== BRANO FORNITO

The Hateful Eight Review – Contro Tarantino

Recensione di The Hateful eight in esclusiva mondiale per “ZIBALDONI E ALTRE MERAVIGLIE”! I nostri contatti transatlantici ci hanno permesso di assistere in anteprima assoluta all’uscita statunitense della versione in 70mm dell'ottava fatica di Quentin Tarantino, qui atrabiliosamente recensita. Negli Stati Uniti è prevista la distribuzione nei cinema della versione digitale del film a partire dall'8 gennaio 2016. In Italia The Hateful Eight uscirà il 4 febbraio, distribuito da 01 Distribution.

N-word, A.L.-word

 

I critici americani si sono soffermati sull’uso massiccio della cosiddetta N-word (cioè nigger) nel film. Alla N-word noi affiancheremmo la A.L.-word, cioè Abraham Lincoln, presidente degli Stati Uniti. La questione che proponiamo, in altri termini, è quella del conteggio delle N-word e delle A.L.-word contenute in The Hateful Eight, e del confronto tra i totali ottenuti. Dubitiamo ci possa essere altro di interessante nella sceneggiatura dell’ottavo film di Tarantino, che è senza ombra di dubbio il peggiore che abbia mai scritto. Per rispetto ai fan di Tarantino (come lo siamo anche noi, e dei più molesti: siamo quel tipo di fan che balla sforbiciando le dita davanti agli occhi per sentirsi come Travolta/Thurman in Pulp Fiction, che quando vede la scritta cubitale HUGO STIGLITZ la accompagna con un suono gutturale tipo schitarrata elettrica schitarrando con gesto metal una chitarra invisibile, che si pone e pone a chiunque abbia la pazienza o il dovere professionale di ascoltarlo mille questioni sul cerotto di Marsellus Wallace o sulle mani di Beatrix Kiddo, che non ne ha mai abbastanza di dialoghi bizzarri e messi un po’ alla C-word, di omaggi ai B-movie e di crudeli baroccaggini e gratuite) non spoilereremo il film, ma da qui in poi va da sé che un qualcosina verrà spifferato, per cui quei fan di Tarantino che vogliono vedere i nuovi film di Tarantino senza saperne niente ma proprio niente di niente nella vana ma comprensibile speranza di ritrovare l’incanto della prima visione di Pulp Fiction, quei fan lì sono invitati a darsi manate leggere e continue sulle orecchie cantando La Marianna la va in campagna, in modo da non sentire quanto segue.

====
== VOCI IN ELENCO

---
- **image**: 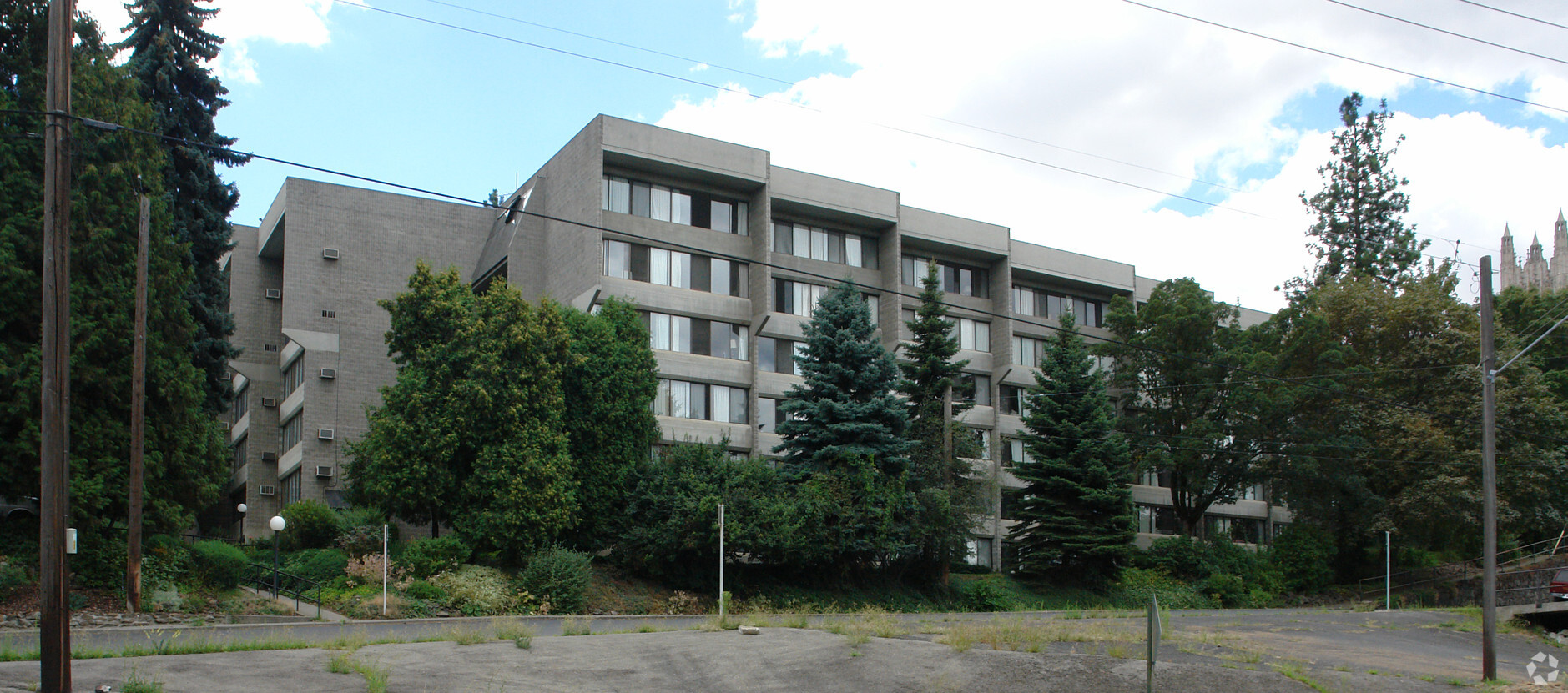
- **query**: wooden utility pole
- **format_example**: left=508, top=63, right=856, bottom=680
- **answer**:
left=125, top=194, right=152, bottom=611
left=1480, top=255, right=1497, bottom=680
left=38, top=0, right=75, bottom=693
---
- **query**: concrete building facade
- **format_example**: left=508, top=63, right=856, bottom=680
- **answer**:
left=218, top=116, right=1289, bottom=568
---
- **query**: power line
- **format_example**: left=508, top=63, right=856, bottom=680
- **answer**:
left=1323, top=0, right=1568, bottom=64
left=334, top=0, right=1263, bottom=218
left=1121, top=0, right=1568, bottom=113
left=1460, top=0, right=1568, bottom=28
left=30, top=105, right=1568, bottom=444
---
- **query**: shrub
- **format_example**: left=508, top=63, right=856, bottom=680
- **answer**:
left=403, top=580, right=447, bottom=602
left=958, top=575, right=1013, bottom=611
left=403, top=536, right=469, bottom=579
left=1268, top=524, right=1334, bottom=593
left=430, top=566, right=517, bottom=616
left=522, top=547, right=592, bottom=613
left=284, top=549, right=348, bottom=583
left=279, top=499, right=344, bottom=550
left=141, top=535, right=196, bottom=588
left=0, top=556, right=28, bottom=602
left=191, top=540, right=250, bottom=588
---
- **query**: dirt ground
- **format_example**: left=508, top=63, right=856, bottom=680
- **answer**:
left=0, top=629, right=1311, bottom=693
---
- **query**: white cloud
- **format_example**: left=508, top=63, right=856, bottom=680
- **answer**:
left=77, top=0, right=364, bottom=83
left=658, top=0, right=1568, bottom=309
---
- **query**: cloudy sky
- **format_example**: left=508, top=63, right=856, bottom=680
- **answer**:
left=78, top=0, right=1568, bottom=310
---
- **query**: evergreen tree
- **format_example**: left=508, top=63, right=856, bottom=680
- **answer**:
left=899, top=262, right=980, bottom=572
left=1302, top=93, right=1430, bottom=284
left=563, top=298, right=658, bottom=550
left=1013, top=314, right=1134, bottom=586
left=0, top=0, right=229, bottom=564
left=116, top=0, right=250, bottom=412
left=776, top=282, right=911, bottom=474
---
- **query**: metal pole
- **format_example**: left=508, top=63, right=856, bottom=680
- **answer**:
left=718, top=504, right=724, bottom=621
left=273, top=530, right=278, bottom=599
left=38, top=0, right=75, bottom=693
left=125, top=194, right=152, bottom=611
left=1480, top=255, right=1497, bottom=680
left=382, top=524, right=392, bottom=616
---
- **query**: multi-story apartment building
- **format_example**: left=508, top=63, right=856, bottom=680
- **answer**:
left=214, top=116, right=1289, bottom=566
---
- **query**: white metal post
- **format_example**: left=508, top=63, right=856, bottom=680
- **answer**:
left=381, top=525, right=392, bottom=616
left=718, top=504, right=724, bottom=621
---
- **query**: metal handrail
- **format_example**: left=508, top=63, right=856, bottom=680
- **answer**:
left=241, top=563, right=325, bottom=611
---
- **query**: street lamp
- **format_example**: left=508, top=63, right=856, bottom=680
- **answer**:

====

## ESERCIZIO SCRITTO
In base alla recensione di The Hateful Eight, in quale data uscirà il film in Italia e chi lo distribuirà?

## IL RISULTATO
Uscirà il 4 febbraio, distribuito da 01 Distribution.